• DATA SHOWN:
---
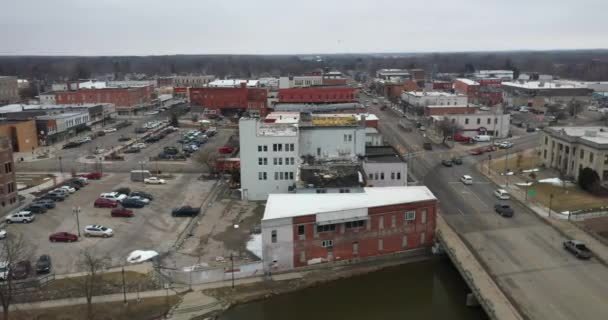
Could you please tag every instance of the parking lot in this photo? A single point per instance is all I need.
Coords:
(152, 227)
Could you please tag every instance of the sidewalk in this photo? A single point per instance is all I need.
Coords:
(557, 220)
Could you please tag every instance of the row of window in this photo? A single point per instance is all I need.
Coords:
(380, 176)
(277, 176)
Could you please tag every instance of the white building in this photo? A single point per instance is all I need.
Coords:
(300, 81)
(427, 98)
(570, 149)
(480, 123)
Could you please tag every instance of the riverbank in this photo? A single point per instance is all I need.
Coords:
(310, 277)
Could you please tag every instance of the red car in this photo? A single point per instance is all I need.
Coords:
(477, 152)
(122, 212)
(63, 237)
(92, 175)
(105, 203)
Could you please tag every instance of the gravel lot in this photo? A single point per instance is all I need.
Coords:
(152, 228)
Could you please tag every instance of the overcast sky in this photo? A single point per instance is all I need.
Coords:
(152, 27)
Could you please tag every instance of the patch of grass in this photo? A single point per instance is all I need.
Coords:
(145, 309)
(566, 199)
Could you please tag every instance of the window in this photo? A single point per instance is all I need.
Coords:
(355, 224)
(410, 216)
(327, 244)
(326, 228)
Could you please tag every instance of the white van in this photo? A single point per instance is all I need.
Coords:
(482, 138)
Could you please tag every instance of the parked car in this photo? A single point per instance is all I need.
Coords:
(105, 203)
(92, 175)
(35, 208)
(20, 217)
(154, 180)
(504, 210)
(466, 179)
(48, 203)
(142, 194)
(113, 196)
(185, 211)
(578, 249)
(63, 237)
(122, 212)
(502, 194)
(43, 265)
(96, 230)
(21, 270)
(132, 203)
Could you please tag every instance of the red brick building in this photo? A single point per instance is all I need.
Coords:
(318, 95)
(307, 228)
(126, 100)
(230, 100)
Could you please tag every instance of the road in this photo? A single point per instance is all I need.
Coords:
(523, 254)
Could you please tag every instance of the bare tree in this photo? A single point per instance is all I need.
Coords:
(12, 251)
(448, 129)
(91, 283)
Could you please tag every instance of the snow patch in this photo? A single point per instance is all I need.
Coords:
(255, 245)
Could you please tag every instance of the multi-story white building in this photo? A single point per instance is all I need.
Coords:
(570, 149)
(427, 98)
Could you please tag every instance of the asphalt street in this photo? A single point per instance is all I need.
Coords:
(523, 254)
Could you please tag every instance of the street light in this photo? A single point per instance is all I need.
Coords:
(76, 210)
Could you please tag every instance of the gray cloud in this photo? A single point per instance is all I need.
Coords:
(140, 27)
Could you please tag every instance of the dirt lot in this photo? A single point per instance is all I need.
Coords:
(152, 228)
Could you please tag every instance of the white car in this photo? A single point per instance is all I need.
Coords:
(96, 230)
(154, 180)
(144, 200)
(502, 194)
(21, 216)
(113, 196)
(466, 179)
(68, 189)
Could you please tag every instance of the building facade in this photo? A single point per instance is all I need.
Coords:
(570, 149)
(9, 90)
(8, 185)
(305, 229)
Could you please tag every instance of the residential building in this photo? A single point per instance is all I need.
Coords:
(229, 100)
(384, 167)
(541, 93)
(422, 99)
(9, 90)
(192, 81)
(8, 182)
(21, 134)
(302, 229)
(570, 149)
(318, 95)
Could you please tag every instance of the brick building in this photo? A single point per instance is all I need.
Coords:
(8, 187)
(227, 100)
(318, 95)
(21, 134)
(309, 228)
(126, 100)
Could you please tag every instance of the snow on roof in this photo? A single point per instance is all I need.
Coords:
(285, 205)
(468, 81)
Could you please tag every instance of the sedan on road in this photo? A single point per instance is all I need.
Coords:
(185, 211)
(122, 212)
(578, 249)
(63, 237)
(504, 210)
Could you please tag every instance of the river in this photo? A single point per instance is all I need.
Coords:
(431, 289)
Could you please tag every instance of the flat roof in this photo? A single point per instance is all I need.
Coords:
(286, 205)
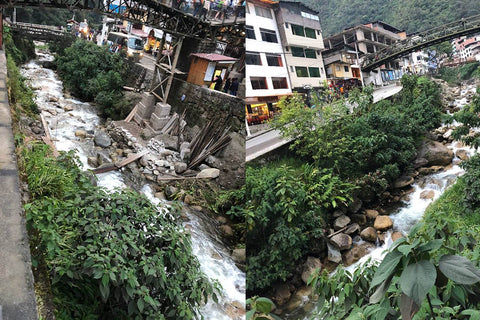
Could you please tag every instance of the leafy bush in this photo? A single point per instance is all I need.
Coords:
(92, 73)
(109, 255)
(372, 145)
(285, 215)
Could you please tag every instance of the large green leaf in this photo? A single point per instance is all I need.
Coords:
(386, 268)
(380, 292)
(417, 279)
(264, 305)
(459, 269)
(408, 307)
---
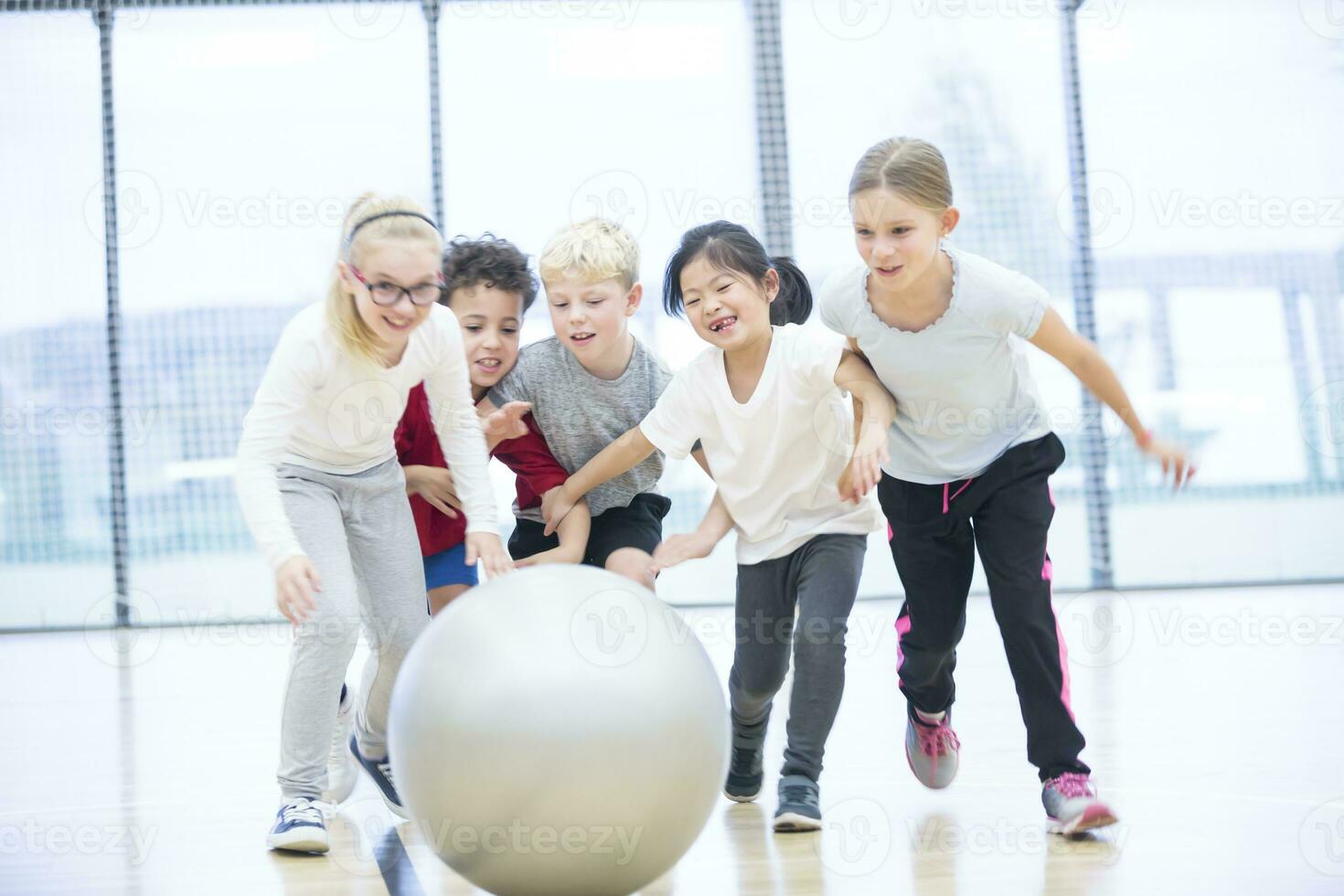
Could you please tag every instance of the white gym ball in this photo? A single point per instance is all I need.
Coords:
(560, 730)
---
• WORK TO COMPLETE: All lines of the material that contain the string "brick" are to be copied.

• EXPECTED ANSWER:
Could you please tag every instance of the red brick building in this photo? A single point per instance is all I need.
Could you please tag every instance of the brick building in this photo? A single point per instance is all I need.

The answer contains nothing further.